Extract ::
_ _ _ _

Sunday, August 11, 2013

The Hangover Breakdown

Bradley Cooper and I may or may not have the same hangover expression.

I feel as though one of the telltale signs of aging is the lack of stamina when it comes to enduring hangovers. I'm only 24, for goodness' sake, and already am deciding against partaking in events that accompany heavy drinking (well, most of the time). The hangover just isn't worth it anymore; the means no longer justify the end.

Through my own experiences and those of others, I've come to classify hangovers into 5 major categories: The Stupids, The PAD, The Fear, The Blahs, and The Sicks.

  • The Stupids: this has been my most common hangover of late. The Stupids consist of the lack of ability to make any decision, speak properly, and/or process thoughts clearly. A day spent with The Stupids is full of walking into a room with a purpose only to arrive and forget what that purpose was. It's full of looking at someone when they're talking to you, but not hearing anything that they're saying. It's full of countless hours spent looking at, leaving, and coming back to a food menu without making any decision on what to eat whatsoever. It's full of a lot of blank stares and pointless movements. No matter how intelligent or how accomplished you are, when you have a case of The Stupids, you're just downright...stupid.

_ _ _ _

Given information ::
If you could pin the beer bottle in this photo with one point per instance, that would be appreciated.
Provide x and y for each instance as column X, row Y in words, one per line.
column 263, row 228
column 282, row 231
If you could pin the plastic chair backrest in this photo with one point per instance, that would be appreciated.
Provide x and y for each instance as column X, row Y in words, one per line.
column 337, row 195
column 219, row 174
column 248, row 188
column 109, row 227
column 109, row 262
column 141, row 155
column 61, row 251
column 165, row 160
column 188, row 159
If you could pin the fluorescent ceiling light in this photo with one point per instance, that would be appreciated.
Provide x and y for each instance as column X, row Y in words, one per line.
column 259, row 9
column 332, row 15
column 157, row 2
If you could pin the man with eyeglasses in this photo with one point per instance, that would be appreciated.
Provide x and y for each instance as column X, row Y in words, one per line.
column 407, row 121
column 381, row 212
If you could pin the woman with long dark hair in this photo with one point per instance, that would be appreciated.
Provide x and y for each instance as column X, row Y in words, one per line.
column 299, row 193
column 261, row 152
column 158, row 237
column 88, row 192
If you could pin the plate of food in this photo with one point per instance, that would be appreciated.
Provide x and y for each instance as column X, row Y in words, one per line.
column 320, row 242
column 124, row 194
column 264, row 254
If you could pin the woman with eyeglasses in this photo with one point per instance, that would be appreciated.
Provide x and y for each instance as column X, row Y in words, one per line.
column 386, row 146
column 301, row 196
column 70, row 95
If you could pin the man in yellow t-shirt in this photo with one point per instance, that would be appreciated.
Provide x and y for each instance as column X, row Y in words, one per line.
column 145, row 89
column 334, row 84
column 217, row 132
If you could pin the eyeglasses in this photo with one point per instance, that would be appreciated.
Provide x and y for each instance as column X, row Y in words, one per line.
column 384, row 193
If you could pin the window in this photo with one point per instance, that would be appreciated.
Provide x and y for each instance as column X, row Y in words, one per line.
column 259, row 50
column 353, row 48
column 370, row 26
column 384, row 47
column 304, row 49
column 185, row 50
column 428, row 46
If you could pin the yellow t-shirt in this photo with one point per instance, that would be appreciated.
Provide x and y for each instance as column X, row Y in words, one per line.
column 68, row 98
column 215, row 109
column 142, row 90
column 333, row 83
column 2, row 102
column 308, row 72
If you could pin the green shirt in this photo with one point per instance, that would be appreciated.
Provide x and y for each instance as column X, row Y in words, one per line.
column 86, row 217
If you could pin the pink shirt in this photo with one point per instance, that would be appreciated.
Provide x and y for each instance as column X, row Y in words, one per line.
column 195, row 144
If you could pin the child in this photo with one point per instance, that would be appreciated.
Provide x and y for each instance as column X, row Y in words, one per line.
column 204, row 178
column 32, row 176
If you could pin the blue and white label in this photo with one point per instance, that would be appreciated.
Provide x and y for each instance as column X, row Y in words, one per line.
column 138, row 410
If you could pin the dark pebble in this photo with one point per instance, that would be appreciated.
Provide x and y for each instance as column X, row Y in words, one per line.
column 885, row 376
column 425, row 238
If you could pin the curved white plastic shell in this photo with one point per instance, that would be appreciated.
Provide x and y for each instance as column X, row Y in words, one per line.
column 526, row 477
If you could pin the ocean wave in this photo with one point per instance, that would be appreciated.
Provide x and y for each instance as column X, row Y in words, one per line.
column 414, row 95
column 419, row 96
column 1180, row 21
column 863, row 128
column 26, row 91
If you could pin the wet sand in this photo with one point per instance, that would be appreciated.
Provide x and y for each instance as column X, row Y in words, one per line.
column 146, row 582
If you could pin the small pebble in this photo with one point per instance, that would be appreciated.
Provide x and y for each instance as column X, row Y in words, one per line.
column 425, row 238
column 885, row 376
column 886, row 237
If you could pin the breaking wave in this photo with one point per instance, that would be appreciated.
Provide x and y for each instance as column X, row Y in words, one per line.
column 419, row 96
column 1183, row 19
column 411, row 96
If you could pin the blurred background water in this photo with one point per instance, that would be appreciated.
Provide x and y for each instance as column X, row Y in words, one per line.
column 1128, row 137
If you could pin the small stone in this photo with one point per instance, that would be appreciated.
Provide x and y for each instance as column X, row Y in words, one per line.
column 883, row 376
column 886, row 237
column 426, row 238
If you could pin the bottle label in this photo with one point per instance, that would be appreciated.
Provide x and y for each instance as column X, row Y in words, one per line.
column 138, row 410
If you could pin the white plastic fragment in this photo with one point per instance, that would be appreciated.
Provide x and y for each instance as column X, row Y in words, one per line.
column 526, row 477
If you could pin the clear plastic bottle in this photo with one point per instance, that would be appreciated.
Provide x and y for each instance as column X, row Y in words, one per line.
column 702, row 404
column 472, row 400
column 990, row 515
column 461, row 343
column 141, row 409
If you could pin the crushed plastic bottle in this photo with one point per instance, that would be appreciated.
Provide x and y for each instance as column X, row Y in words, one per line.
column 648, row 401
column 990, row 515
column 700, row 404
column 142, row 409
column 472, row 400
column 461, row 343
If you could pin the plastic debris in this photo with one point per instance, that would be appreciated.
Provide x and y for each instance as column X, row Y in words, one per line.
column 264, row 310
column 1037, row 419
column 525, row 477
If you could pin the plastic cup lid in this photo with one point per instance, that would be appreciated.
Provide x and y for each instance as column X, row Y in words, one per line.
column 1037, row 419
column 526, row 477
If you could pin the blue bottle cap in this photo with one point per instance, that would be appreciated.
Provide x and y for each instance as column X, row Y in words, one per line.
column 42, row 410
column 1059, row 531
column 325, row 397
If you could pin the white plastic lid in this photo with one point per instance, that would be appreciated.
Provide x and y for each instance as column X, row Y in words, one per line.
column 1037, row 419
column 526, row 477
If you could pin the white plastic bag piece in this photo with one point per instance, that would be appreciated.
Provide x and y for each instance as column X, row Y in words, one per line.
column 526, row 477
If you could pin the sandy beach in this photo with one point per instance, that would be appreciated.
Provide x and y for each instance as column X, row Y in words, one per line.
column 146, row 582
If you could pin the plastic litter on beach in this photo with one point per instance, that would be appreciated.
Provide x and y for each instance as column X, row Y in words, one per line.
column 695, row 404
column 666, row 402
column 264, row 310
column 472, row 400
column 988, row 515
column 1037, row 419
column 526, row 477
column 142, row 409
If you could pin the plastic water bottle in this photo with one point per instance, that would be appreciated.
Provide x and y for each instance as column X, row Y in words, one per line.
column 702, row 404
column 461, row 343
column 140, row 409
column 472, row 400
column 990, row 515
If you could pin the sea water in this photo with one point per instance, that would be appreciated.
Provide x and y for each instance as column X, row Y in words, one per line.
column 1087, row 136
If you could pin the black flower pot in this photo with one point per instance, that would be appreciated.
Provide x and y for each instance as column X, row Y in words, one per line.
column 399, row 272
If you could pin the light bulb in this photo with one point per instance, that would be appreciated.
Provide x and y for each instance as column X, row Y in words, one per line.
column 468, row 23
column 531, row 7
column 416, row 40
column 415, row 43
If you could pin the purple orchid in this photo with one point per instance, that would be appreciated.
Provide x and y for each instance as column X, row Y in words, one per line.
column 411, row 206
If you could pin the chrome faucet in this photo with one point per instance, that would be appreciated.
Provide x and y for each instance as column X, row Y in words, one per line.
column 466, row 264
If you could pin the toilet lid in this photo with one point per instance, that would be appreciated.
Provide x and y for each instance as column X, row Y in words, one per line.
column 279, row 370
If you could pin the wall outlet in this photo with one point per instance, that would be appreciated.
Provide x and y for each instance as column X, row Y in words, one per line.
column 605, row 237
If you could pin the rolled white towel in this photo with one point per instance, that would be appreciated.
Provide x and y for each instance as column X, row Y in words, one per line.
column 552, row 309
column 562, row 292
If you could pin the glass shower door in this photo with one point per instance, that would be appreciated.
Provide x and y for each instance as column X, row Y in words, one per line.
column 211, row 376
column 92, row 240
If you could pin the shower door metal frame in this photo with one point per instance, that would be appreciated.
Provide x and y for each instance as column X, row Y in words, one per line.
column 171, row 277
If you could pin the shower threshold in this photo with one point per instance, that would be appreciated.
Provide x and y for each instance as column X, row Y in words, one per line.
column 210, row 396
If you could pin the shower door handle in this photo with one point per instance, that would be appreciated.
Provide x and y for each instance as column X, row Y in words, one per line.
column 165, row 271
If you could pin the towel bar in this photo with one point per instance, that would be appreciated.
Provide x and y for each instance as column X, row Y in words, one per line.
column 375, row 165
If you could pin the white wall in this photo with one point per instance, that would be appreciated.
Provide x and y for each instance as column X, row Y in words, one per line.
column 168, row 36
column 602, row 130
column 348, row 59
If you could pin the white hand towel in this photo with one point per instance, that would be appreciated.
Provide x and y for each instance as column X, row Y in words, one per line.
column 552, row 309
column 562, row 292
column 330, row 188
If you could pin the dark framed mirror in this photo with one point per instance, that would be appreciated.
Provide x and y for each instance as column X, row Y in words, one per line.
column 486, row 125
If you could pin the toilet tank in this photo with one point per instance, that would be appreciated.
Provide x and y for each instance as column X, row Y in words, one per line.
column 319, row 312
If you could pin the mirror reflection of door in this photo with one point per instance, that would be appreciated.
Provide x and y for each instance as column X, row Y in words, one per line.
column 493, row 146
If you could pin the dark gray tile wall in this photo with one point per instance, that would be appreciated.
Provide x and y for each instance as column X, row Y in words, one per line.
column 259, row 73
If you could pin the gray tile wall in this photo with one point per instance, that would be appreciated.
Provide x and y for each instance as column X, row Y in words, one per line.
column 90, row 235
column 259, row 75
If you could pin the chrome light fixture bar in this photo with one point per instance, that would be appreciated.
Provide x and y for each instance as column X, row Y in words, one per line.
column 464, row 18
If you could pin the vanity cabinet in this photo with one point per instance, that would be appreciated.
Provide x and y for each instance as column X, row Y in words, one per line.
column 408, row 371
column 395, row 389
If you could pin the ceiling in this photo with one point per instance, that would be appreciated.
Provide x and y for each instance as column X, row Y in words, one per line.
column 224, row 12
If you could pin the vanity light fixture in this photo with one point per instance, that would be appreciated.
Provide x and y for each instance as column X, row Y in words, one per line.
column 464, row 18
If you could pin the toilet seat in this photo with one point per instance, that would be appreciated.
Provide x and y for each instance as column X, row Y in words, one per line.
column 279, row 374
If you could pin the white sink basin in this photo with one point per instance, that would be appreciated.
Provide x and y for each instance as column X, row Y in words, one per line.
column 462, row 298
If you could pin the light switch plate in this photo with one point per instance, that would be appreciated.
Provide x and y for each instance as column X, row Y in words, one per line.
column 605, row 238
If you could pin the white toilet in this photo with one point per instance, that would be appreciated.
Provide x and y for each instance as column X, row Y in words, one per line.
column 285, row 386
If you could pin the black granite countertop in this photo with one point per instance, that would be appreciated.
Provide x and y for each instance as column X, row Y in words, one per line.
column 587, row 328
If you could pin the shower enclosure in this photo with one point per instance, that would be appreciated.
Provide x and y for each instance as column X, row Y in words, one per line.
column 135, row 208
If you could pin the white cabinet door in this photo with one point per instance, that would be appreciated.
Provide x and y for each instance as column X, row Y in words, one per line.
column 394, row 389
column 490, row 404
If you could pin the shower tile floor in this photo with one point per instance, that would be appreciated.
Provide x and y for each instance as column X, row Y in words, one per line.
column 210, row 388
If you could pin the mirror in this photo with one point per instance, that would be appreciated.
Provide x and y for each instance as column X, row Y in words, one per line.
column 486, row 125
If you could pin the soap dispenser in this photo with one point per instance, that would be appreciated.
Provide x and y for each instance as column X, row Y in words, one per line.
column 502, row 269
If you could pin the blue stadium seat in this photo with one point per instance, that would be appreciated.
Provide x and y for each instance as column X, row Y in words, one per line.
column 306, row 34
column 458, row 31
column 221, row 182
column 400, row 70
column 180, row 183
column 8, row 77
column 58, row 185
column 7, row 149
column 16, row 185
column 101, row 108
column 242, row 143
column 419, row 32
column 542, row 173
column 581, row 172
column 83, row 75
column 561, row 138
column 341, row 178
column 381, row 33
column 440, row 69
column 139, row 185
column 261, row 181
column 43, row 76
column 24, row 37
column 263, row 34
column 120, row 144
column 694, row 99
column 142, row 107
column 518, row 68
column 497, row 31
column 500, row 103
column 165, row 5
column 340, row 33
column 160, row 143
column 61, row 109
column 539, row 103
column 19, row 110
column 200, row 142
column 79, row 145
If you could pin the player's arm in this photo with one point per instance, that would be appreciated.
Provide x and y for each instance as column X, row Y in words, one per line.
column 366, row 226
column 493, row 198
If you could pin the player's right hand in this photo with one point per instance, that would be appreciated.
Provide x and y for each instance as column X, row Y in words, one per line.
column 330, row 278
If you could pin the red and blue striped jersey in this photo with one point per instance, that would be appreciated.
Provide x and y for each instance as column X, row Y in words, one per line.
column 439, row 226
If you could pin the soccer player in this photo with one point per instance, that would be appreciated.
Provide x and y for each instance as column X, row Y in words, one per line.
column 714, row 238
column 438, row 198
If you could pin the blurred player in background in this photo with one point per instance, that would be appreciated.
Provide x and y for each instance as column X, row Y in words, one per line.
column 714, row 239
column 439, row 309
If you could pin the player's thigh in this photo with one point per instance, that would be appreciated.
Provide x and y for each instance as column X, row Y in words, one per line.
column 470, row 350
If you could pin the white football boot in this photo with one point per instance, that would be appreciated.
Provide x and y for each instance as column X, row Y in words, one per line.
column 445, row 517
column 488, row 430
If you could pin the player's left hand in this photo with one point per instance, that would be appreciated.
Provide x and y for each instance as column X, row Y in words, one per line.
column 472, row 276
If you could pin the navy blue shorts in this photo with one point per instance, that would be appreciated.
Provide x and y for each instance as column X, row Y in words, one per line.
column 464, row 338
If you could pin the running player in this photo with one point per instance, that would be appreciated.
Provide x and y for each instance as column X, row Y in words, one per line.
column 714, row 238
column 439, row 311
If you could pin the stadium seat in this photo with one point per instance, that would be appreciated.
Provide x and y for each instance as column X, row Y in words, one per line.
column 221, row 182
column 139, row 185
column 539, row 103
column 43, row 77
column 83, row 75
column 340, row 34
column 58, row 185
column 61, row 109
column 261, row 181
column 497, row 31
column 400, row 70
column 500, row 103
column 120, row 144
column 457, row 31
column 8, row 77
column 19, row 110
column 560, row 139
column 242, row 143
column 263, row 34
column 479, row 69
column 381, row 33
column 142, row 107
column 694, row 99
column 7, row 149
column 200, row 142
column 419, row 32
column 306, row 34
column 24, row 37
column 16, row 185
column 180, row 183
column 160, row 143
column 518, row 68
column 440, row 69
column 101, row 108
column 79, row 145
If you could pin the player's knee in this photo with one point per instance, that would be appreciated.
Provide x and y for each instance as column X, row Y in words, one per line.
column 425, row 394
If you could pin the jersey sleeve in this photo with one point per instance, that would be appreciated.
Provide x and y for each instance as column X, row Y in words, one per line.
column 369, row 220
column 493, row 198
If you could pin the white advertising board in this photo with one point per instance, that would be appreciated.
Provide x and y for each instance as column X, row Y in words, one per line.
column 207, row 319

_ _ _ _

Your tasks ::
**1.** In the hangover post, what five categories does the writer sort hangovers into?
**2.** Retype the hangover post from "The Hangover Breakdown" up to and including "justify the end.".
The data above isn't needed for what follows.

Response list ::
**1.** The Stupids, The PAD, The Fear, The Blahs, and The Sicks.

**2.**
The Hangover Breakdown

Bradley Cooper and I may or may not have the same hangover expression.

I feel as though one of the telltale signs of aging is the lack of stamina when it comes to enduring hangovers. I'm only 24, for goodness' sake, and already am deciding against partaking in events that accompany heavy drinking (well, most of the time). The hangover just isn't worth it anymore; the means no longer justify the end.